**Problem details**
Copy exactly the lines from the one containing "banner sign in this photo." through the last line of the records, both included, and nothing more.

---

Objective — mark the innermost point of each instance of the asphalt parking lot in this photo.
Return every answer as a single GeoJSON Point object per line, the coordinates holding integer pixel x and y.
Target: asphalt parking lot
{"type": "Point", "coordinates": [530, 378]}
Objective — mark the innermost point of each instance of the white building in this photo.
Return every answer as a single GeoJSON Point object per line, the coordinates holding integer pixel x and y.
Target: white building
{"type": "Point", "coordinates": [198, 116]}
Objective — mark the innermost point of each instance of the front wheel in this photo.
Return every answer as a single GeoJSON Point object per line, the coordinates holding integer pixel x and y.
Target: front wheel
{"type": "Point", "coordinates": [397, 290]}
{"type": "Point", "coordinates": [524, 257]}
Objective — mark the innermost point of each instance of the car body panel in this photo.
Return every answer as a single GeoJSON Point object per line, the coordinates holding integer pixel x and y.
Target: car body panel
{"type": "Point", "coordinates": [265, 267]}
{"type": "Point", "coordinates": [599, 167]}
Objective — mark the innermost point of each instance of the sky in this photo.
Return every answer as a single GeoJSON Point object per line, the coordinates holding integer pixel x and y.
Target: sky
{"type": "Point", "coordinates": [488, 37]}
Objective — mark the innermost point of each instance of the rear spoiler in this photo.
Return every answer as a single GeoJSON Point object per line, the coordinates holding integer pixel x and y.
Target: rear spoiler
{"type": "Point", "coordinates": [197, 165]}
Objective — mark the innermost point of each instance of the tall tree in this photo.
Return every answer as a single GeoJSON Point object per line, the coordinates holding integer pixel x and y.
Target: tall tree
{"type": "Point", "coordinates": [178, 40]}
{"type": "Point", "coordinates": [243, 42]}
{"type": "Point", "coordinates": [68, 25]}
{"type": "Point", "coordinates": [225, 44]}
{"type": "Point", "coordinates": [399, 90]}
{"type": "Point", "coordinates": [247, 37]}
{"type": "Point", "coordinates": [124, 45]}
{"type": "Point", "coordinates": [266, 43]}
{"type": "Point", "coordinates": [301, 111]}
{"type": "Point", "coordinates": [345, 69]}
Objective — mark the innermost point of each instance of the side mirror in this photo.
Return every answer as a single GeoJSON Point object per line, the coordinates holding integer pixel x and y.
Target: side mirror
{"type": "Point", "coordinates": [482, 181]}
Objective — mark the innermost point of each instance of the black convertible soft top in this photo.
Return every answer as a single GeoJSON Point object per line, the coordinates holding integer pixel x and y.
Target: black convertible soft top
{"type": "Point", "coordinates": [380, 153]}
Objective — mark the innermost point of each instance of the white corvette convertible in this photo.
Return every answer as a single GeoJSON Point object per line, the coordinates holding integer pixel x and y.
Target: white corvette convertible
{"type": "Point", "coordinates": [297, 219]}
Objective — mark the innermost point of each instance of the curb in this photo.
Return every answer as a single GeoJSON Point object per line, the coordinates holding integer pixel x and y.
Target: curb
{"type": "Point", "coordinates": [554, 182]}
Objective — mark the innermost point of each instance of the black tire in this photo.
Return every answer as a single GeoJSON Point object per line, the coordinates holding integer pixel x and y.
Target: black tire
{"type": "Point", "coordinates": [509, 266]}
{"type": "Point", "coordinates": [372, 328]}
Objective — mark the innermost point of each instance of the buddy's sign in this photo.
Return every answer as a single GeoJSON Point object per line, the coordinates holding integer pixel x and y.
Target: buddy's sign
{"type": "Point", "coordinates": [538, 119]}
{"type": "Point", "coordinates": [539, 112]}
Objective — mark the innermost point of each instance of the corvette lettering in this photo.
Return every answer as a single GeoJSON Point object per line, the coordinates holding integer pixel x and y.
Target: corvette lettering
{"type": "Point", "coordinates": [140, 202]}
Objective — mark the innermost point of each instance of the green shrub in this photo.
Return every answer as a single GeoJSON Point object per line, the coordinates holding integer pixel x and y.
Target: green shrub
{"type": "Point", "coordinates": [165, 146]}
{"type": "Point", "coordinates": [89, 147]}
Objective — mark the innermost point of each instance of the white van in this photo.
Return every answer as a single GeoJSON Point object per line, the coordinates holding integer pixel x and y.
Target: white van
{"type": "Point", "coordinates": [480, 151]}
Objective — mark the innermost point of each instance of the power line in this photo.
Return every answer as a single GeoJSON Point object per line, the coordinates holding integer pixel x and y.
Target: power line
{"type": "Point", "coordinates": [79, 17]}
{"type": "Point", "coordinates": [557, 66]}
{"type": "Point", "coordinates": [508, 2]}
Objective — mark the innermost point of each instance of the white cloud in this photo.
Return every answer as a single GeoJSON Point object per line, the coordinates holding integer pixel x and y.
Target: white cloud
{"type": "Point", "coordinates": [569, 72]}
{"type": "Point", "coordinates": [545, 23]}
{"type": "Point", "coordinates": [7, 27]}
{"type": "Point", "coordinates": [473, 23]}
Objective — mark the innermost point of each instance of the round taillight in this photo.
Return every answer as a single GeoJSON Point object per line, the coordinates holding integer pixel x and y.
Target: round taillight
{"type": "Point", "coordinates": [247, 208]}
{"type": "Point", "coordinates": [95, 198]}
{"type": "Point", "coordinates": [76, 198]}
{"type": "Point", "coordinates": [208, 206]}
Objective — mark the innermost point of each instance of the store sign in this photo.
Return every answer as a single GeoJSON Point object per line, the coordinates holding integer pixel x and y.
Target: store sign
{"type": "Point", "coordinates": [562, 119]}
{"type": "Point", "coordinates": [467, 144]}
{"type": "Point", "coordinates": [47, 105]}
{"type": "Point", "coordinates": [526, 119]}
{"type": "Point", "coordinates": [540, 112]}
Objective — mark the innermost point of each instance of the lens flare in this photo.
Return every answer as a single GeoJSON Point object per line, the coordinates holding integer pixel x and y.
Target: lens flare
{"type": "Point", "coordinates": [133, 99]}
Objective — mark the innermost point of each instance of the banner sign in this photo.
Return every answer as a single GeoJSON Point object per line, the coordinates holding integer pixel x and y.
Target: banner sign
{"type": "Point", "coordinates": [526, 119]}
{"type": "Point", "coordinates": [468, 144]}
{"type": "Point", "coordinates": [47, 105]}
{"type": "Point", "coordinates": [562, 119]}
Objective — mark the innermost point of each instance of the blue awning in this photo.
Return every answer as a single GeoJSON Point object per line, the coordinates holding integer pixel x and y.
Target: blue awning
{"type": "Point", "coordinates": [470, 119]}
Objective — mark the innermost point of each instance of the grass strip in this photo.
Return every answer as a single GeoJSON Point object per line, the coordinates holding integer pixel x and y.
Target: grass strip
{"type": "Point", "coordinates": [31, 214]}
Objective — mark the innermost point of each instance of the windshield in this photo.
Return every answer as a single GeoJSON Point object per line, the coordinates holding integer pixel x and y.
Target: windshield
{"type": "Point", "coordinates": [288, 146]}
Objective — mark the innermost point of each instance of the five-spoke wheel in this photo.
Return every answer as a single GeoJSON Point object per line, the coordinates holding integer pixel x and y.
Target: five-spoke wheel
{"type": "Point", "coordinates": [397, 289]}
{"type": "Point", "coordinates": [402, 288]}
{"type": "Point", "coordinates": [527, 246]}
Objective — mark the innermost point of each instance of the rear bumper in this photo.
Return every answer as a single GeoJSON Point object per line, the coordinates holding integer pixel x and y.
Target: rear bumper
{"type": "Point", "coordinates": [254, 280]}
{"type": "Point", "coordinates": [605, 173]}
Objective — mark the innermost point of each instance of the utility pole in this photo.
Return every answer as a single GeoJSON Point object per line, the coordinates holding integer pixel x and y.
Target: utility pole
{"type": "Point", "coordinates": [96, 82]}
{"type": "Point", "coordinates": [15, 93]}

---

**Problem solution**
Objective — mark the innermost point of each instance of the banner sign in this photo.
Return every answer as a single GeoJSON Point object per line, the coordinates holding integer pixel x and y.
Target: banner sign
{"type": "Point", "coordinates": [526, 119]}
{"type": "Point", "coordinates": [468, 144]}
{"type": "Point", "coordinates": [47, 105]}
{"type": "Point", "coordinates": [562, 119]}
Objective — mark the innermost point of each instance of the blue awning in this photo.
Return every answer as a single GeoJSON Point object per line, the coordinates holding integer pixel x and y.
Target: blue awning
{"type": "Point", "coordinates": [470, 119]}
Objective — mark the innermost point of each instance of the grass strip in this photo.
Return every answer as a single GeoJSON Point object per line, the coordinates holding integer pixel x and y.
Target: grass strip
{"type": "Point", "coordinates": [31, 214]}
Objective — mark the innermost point of each instance of the windshield in this photo.
Return every answer as a single GeoJSON Point object per line, the coordinates holding integer pixel x and y.
Target: windshield
{"type": "Point", "coordinates": [288, 146]}
Objective — mark the innermost point of each instance of the five-spoke wheel in this photo.
Return every answer as a single GeoJSON Point object per line, the coordinates holding integer pixel x and y.
Target: five-spoke wheel
{"type": "Point", "coordinates": [397, 289]}
{"type": "Point", "coordinates": [402, 288]}
{"type": "Point", "coordinates": [527, 246]}
Objective — mark the innermost point of each instance of the rear bumper in this photo.
Return every answer as a single GeoJSON Point object per line, the coordinates holding integer pixel x and y.
Target: rear bumper
{"type": "Point", "coordinates": [254, 280]}
{"type": "Point", "coordinates": [605, 173]}
Objective — mark the innermost point of each instance of the utility pole in this photo.
Return every answer as a single GeoJSON Point object per line, the coordinates holding integer pixel x and y.
Target: utility pole
{"type": "Point", "coordinates": [96, 82]}
{"type": "Point", "coordinates": [15, 93]}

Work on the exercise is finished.